> EXERCISE DESCRIPTION: Extract the full listing below without altering a single character.

[EXERCISE DATA Boundary: Start]

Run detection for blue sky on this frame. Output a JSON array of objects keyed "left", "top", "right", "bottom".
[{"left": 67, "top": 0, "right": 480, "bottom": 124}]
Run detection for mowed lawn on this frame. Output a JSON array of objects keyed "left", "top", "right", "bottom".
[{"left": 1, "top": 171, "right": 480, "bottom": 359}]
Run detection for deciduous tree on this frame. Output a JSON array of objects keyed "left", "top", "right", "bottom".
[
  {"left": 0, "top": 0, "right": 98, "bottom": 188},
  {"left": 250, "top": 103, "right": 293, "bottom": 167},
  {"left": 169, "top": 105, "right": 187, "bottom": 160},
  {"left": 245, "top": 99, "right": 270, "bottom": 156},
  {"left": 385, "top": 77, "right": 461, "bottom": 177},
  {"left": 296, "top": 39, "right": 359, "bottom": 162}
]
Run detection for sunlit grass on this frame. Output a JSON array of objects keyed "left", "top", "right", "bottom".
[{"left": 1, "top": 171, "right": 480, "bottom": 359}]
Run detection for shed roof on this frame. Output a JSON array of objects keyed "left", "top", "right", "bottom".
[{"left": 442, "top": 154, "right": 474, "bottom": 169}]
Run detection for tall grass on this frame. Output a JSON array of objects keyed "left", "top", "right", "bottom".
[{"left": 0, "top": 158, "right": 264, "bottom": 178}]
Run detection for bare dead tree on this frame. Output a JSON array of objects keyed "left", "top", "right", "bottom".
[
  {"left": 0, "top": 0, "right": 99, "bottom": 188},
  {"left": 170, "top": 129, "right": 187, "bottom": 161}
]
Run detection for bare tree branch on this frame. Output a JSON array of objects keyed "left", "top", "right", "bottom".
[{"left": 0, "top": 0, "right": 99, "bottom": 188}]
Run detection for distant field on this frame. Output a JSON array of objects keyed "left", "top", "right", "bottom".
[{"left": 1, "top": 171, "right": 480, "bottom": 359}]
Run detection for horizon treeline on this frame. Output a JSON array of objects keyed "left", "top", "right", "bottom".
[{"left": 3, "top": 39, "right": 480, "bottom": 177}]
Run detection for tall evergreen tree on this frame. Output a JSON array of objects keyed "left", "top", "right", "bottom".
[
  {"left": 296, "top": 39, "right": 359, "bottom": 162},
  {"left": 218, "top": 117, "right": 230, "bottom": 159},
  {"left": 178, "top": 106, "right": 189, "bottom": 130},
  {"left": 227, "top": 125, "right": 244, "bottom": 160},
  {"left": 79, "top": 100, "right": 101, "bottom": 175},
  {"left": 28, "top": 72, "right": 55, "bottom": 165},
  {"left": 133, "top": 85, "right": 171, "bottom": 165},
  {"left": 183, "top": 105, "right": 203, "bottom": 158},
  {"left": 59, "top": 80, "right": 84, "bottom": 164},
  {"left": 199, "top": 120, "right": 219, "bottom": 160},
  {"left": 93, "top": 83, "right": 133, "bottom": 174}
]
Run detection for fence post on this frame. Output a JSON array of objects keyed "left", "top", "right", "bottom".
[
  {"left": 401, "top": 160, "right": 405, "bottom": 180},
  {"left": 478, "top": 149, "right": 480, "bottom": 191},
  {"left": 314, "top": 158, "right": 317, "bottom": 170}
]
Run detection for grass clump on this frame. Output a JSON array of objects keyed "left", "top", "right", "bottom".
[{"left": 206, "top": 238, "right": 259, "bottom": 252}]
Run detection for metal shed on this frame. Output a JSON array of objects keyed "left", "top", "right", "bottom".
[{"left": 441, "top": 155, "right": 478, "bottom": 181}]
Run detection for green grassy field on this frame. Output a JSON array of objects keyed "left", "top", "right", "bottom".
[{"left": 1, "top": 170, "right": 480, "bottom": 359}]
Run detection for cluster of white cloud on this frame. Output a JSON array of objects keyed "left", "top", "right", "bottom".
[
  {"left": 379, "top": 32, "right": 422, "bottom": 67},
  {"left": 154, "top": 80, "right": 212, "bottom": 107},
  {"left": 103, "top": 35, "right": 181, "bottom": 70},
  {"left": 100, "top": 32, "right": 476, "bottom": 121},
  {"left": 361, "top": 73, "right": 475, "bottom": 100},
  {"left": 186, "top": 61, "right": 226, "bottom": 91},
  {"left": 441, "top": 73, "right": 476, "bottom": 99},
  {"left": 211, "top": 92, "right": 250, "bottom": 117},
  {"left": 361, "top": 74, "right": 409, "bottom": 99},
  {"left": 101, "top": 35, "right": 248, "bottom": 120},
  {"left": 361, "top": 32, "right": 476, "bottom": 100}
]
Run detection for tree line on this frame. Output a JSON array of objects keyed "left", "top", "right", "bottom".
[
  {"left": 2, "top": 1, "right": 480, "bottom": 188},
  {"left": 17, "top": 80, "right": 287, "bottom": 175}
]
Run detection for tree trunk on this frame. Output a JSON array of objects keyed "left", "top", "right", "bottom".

[EXERCISE DATA Boundary: End]

> ANSWER TO THE EXERCISE:
Run detection for blue sky on this frame. Output a JSON array of objects keyed "left", "top", "right", "bottom".
[{"left": 67, "top": 0, "right": 480, "bottom": 124}]
Run detection for mowed lawn on this frame. Output a JSON array of objects keyed "left", "top", "right", "bottom".
[{"left": 1, "top": 171, "right": 480, "bottom": 359}]
Run detection for deciduous tree on this frame. Output a JSON array of objects keyed "left", "top", "right", "bottom".
[
  {"left": 0, "top": 0, "right": 98, "bottom": 188},
  {"left": 250, "top": 103, "right": 293, "bottom": 167},
  {"left": 169, "top": 105, "right": 187, "bottom": 160},
  {"left": 245, "top": 99, "right": 270, "bottom": 156},
  {"left": 385, "top": 77, "right": 461, "bottom": 177},
  {"left": 296, "top": 39, "right": 359, "bottom": 162}
]
Run detection for sunlit grass on this frame. Output a JSON array of objects keyed "left", "top", "right", "bottom".
[{"left": 1, "top": 171, "right": 480, "bottom": 359}]
Run detection for shed roof on this frame. Output a JSON array of objects keyed "left", "top", "right", "bottom".
[{"left": 442, "top": 154, "right": 474, "bottom": 169}]
Run detection for tall grass on this frame. Output a JSON array of objects keyed "left", "top", "right", "bottom".
[{"left": 0, "top": 158, "right": 264, "bottom": 178}]
Run detection for bare dead tree on this frame. Output a JSON array of objects keyed "left", "top", "right", "bottom".
[
  {"left": 0, "top": 0, "right": 99, "bottom": 188},
  {"left": 170, "top": 129, "right": 187, "bottom": 161}
]
Run detection for bare tree branch on this frame. Output a JSON array of objects keyed "left", "top", "right", "bottom".
[{"left": 0, "top": 0, "right": 99, "bottom": 188}]
Run detection for distant field on this frame. Output a JSON array of objects keyed "left", "top", "right", "bottom".
[{"left": 1, "top": 171, "right": 480, "bottom": 359}]
Run detection for horizon treeline on this frame. Output a JSON array of objects keyed "left", "top", "right", "bottom".
[{"left": 3, "top": 39, "right": 480, "bottom": 177}]
Run detection for tall evergreen tree on this frame. Output a JSON array of objects keyed "left", "top", "right", "bottom".
[
  {"left": 296, "top": 39, "right": 359, "bottom": 162},
  {"left": 218, "top": 117, "right": 230, "bottom": 159},
  {"left": 178, "top": 106, "right": 189, "bottom": 130},
  {"left": 227, "top": 125, "right": 244, "bottom": 160},
  {"left": 79, "top": 100, "right": 101, "bottom": 175},
  {"left": 28, "top": 72, "right": 55, "bottom": 165},
  {"left": 133, "top": 85, "right": 171, "bottom": 165},
  {"left": 183, "top": 105, "right": 203, "bottom": 158},
  {"left": 59, "top": 80, "right": 84, "bottom": 164},
  {"left": 199, "top": 120, "right": 219, "bottom": 160},
  {"left": 93, "top": 83, "right": 133, "bottom": 174}
]
Run detection for fence post on this frame. Output a JSON array of objects keyed "left", "top", "right", "bottom".
[
  {"left": 401, "top": 160, "right": 405, "bottom": 180},
  {"left": 478, "top": 149, "right": 480, "bottom": 191},
  {"left": 314, "top": 158, "right": 317, "bottom": 170}
]
Run detection for grass clump on this frame. Output a JSON array of objects keyed "left", "top", "right", "bottom".
[{"left": 206, "top": 238, "right": 259, "bottom": 252}]
Run detection for metal shed on this frame. Output a JSON array of objects keyed "left", "top", "right", "bottom".
[{"left": 441, "top": 155, "right": 478, "bottom": 181}]
Run detection for green grassy field on this frame. Output a JSON array of objects keyed "left", "top", "right", "bottom".
[{"left": 1, "top": 170, "right": 480, "bottom": 359}]
Run detection for cluster of white cloud on this frame. Output a JSON array of objects keyed "left", "top", "right", "bottom".
[
  {"left": 379, "top": 32, "right": 422, "bottom": 67},
  {"left": 154, "top": 80, "right": 212, "bottom": 107},
  {"left": 103, "top": 35, "right": 181, "bottom": 70},
  {"left": 100, "top": 32, "right": 476, "bottom": 121},
  {"left": 361, "top": 73, "right": 475, "bottom": 100},
  {"left": 186, "top": 61, "right": 226, "bottom": 91},
  {"left": 441, "top": 73, "right": 476, "bottom": 99},
  {"left": 211, "top": 92, "right": 250, "bottom": 117},
  {"left": 361, "top": 74, "right": 409, "bottom": 99},
  {"left": 101, "top": 35, "right": 248, "bottom": 120},
  {"left": 361, "top": 32, "right": 476, "bottom": 100}
]
Run detection for tree line on this frame. Output a JSON array of objects keyed "left", "top", "right", "bottom".
[
  {"left": 2, "top": 1, "right": 480, "bottom": 188},
  {"left": 17, "top": 80, "right": 287, "bottom": 175}
]
Run detection for tree trunk on this frame. Output a JSON array of objects keyed "left", "top", "right", "bottom".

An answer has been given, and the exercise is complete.